## Gensim text retrieval semantic engine

* Gensim text retrieval semantic engine with Latent Semantic Indexing (LSA in TR).
* Dataset is https://www.kaggle.com/rmisra/news-category-dataset with 202372 entries. 

In [1]:
import json
import gensim

In [2]:
DATA_PATH = "../data/News_Category_Dataset_v2.json"
DATA_LEN = 202372

### Corpus preprocessing

In [3]:
from gensim.parsing.preprocessing import STOPWORDS

def tokenize(text):
    return [token for token in gensim.utils.simple_preprocess(text) if token not in STOPWORDS]

def iter_news(file):
    for line in open(file):
        line = json.loads(line)['headline'] + json.loads(line)['short_description']
        tokens = tokenize(line)
        yield line, tokens

In [4]:
# stream just tokens
doc_stream = (tokens for _, tokens in iter_news(DATA_PATH))

# build dict
%time id2word_news = gensim.corpora.Dictionary(doc_stream)

#### [SOURCE EXCERPT]
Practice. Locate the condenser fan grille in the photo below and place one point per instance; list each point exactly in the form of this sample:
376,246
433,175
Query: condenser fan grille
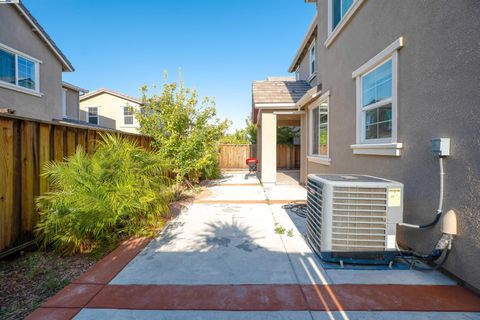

#### [TASKS FOR THIS EXERCISE]
1 > Reproduce verbatim the span of the Gensim notebook starting with "## Gensim text" and going on through "with 202372 entries.".
2 > List every name that an import statement in the Gensim notebook brings into the code.

#### [SOLUTIONS PER TASK]
1 >
## Gensim text retrieval semantic engine

* Gensim text retrieval semantic engine with Latent Semantic Indexing (LSA in TR).
* Dataset is https://www.kaggle.com/rmisra/news-category-dataset with 202372 entries.

2 >
json
gensim
STOPWORDS (from gensim.parsing.preprocessing)